■ **DIRECTIONS**:
Provide again, from the entries below, every line from the one containing "Target: row of tree" through the one containing "crane in the photo above.", exactly as written, and no other line.

Point localization data:
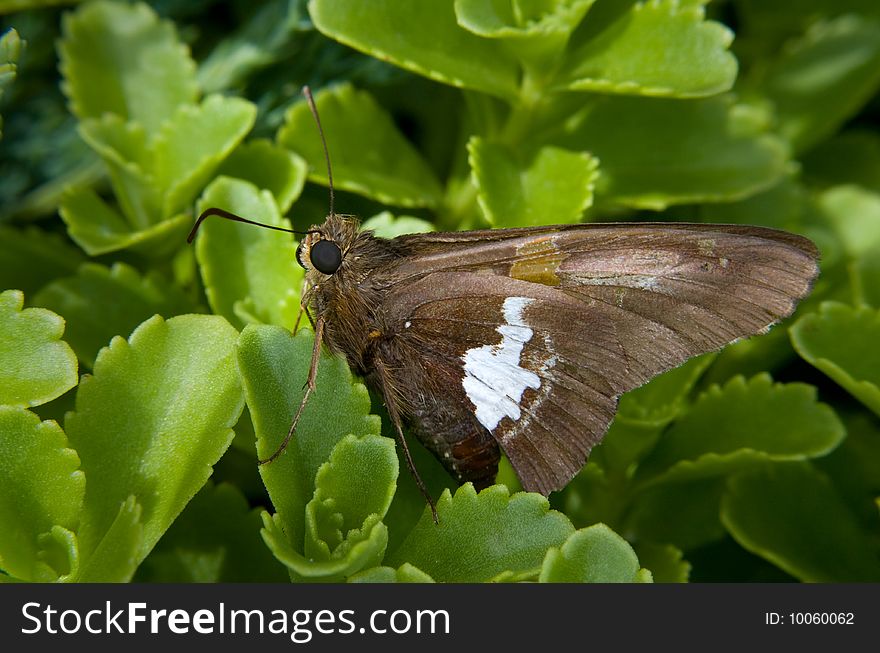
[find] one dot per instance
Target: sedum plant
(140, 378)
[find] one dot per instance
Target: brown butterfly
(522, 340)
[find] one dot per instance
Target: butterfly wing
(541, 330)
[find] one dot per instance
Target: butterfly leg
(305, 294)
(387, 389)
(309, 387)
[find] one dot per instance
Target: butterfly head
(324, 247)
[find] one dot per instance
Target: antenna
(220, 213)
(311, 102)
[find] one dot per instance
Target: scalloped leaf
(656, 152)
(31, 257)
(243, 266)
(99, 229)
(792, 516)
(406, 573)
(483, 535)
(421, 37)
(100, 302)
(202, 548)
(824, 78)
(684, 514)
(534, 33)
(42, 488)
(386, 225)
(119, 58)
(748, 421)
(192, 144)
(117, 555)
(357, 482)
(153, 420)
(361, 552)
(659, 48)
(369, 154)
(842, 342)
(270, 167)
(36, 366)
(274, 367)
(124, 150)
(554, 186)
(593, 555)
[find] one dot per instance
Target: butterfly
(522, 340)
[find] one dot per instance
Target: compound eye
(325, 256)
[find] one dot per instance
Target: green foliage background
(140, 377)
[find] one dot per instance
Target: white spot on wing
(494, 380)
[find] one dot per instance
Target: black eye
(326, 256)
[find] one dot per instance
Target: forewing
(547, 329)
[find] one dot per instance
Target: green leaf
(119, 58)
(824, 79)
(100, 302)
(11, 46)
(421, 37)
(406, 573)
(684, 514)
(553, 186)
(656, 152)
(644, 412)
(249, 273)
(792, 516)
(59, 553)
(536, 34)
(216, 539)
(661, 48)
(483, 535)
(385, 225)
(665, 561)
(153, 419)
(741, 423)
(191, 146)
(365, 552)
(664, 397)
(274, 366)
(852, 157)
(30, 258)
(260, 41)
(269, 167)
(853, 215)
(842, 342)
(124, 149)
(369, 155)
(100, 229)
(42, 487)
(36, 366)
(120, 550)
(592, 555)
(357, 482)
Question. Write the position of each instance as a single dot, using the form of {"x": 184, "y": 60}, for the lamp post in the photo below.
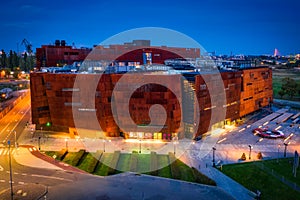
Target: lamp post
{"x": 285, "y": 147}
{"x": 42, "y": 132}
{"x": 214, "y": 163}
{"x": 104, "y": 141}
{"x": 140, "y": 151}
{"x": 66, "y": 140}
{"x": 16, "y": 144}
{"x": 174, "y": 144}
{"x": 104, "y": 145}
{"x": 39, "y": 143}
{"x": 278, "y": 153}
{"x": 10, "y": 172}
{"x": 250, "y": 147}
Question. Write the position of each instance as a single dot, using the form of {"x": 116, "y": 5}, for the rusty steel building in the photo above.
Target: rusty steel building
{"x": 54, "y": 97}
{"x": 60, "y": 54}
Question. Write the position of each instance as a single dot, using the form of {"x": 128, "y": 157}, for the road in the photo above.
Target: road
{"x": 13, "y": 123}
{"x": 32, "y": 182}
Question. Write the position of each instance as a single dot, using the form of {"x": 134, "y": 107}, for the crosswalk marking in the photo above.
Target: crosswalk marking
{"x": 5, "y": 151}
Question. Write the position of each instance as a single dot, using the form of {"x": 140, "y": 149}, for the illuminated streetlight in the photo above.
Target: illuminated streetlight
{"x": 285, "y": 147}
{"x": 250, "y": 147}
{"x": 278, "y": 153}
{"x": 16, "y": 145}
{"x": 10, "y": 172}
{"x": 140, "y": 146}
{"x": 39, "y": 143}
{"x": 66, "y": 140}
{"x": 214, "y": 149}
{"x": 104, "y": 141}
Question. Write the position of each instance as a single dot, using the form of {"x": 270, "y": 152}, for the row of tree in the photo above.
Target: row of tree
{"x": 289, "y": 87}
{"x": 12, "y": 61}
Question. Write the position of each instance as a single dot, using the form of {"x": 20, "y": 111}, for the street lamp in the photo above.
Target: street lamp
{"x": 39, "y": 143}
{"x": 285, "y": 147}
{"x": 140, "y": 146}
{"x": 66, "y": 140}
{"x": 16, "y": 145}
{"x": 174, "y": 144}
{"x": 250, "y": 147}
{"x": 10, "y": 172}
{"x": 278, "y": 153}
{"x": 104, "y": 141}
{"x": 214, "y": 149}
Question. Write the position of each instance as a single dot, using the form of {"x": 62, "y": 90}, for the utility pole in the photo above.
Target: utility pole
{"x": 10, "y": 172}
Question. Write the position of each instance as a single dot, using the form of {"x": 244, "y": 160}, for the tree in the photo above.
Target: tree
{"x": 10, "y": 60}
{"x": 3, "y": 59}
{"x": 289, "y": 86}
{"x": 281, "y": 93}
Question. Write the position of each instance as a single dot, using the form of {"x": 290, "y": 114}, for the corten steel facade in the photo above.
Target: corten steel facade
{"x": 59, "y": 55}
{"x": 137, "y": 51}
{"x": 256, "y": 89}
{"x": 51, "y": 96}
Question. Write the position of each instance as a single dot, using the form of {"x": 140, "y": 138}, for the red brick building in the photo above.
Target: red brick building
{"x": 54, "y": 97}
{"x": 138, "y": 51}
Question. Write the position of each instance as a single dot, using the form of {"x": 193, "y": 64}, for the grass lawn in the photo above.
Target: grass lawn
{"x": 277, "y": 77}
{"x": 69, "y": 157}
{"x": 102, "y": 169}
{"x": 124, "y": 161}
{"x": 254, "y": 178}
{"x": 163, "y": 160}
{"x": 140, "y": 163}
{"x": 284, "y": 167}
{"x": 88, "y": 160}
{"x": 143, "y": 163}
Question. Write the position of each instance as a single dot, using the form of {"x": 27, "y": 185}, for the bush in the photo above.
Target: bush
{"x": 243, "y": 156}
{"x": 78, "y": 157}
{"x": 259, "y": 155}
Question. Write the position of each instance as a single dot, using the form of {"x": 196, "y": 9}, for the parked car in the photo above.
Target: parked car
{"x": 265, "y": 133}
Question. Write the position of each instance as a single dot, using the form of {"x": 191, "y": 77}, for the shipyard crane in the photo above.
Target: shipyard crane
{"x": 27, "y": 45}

...

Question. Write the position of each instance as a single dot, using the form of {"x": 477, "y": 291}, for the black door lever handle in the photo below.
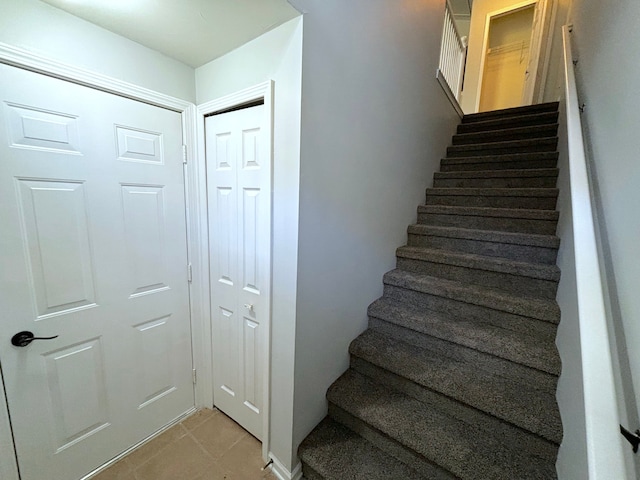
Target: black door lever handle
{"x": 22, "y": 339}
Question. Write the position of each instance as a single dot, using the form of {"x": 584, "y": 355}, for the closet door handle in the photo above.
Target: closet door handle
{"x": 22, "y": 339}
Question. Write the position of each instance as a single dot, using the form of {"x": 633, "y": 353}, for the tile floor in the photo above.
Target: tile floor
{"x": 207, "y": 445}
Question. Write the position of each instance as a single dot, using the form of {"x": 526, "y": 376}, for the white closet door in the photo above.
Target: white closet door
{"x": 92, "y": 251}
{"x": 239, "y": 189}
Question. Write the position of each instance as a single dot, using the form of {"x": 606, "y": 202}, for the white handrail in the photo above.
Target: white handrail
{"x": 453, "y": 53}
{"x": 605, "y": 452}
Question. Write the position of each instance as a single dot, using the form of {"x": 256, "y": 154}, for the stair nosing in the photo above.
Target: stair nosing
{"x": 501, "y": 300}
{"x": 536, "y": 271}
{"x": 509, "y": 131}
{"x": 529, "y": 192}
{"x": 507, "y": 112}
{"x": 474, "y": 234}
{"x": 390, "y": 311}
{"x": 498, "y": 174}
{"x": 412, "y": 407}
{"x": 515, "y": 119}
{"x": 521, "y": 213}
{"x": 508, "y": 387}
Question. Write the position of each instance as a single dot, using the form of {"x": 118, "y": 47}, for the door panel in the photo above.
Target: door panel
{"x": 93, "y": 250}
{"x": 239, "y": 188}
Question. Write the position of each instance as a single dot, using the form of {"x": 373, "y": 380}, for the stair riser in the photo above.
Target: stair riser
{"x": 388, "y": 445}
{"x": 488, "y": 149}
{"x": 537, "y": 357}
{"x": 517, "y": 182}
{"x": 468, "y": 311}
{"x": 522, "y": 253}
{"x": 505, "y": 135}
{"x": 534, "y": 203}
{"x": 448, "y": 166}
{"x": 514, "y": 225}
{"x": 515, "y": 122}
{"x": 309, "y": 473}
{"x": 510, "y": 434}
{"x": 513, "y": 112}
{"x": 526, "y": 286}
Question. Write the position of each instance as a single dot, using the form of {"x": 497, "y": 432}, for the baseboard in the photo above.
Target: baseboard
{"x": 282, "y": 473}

■ **SOLUTION TO THE EXERCISE**:
Target: row of tree
{"x": 289, "y": 87}
{"x": 12, "y": 61}
Question. Write the position of each instance as a single dot, using the form of {"x": 20, "y": 111}, for the street lamp in the photo above.
Target: street lamp
{"x": 39, "y": 143}
{"x": 285, "y": 147}
{"x": 140, "y": 146}
{"x": 66, "y": 140}
{"x": 16, "y": 145}
{"x": 174, "y": 144}
{"x": 250, "y": 147}
{"x": 10, "y": 172}
{"x": 278, "y": 153}
{"x": 104, "y": 141}
{"x": 214, "y": 149}
Question. Write the position of each instance as a single dot, using the form of {"x": 62, "y": 90}, for the utility pole in the photo above.
Target: utility pole
{"x": 10, "y": 172}
Question. Write the position of each instance as a single dot, using the form of {"x": 244, "y": 160}, for the tree in the photo above.
Target: tree
{"x": 10, "y": 60}
{"x": 3, "y": 59}
{"x": 289, "y": 86}
{"x": 281, "y": 93}
Question. Write the position of each instance as a single dot, using the form of {"x": 290, "y": 114}, for the corten steel facade in the photo above.
Target: corten steel facade
{"x": 59, "y": 55}
{"x": 137, "y": 51}
{"x": 256, "y": 89}
{"x": 51, "y": 96}
Question. Write the position of each instance as a single dot, using the form of {"x": 140, "y": 138}, for the red brick building in the photo above.
Target: red brick building
{"x": 54, "y": 97}
{"x": 138, "y": 51}
Question. Write the position of each instance as a single dot, using the form of {"x": 193, "y": 64}, for the grass lawn in the photo above.
Target: grass lawn
{"x": 277, "y": 77}
{"x": 69, "y": 157}
{"x": 102, "y": 169}
{"x": 124, "y": 161}
{"x": 254, "y": 178}
{"x": 163, "y": 160}
{"x": 140, "y": 163}
{"x": 284, "y": 167}
{"x": 88, "y": 160}
{"x": 143, "y": 163}
Question. Write the position of each instance as a single dot, using the form of {"x": 27, "y": 185}, for the bush in the photo above.
Target: bush
{"x": 243, "y": 156}
{"x": 78, "y": 157}
{"x": 259, "y": 155}
Question. Write the position of each instance as a single dot, using the form of {"x": 196, "y": 9}, for the parked car in the photo above.
Target: parked car
{"x": 265, "y": 133}
Question. Write the position of each instance as a single dot, using the form of {"x": 191, "y": 77}, for the shipyard crane in the photo above.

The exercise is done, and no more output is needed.